Exercise details
Pick out every line in the records that contains the word "find" and copy each of those lines.

Dataset content

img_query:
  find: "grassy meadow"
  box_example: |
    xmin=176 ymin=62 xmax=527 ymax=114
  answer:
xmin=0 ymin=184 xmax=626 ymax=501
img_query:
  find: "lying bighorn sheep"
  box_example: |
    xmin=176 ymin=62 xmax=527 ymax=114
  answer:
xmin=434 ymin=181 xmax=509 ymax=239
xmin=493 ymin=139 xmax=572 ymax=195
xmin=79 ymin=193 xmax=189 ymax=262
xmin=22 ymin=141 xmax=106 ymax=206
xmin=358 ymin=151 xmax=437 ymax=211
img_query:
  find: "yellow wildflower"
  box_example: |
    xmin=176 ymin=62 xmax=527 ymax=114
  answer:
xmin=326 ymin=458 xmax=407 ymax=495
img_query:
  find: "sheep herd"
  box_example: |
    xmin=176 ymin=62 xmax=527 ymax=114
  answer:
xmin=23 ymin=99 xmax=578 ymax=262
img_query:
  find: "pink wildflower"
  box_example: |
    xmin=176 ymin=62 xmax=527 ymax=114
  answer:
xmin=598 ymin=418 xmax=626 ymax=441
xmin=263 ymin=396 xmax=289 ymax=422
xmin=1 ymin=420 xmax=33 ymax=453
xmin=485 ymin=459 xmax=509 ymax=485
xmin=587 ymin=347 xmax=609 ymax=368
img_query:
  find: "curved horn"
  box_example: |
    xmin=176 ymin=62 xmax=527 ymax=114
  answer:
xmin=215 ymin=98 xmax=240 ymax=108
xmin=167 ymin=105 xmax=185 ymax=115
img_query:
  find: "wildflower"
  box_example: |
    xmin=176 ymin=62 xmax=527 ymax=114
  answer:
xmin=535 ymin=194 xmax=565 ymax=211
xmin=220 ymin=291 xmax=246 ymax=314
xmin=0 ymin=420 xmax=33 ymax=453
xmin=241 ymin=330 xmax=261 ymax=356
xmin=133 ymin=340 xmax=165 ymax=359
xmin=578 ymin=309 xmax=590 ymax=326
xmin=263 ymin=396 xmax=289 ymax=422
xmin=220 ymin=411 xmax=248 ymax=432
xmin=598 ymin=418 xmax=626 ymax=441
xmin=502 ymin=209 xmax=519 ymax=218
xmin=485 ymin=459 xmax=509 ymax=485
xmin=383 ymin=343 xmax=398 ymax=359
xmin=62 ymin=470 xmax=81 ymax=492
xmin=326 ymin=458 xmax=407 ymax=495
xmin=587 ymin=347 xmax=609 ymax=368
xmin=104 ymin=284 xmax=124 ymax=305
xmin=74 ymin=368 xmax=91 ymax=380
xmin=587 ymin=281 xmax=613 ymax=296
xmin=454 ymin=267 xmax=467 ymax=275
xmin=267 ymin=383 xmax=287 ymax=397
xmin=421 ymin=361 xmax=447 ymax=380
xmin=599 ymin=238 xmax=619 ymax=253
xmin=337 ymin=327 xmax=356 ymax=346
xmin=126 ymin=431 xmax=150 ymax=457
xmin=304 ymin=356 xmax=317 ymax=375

Complete output
  find: "grassy meadow"
  find: "lying bighorn sheep"
  find: "yellow wildflower"
  find: "sheep herd"
  find: "pink wildflower"
  find: "curved horn"
  find: "wildflower"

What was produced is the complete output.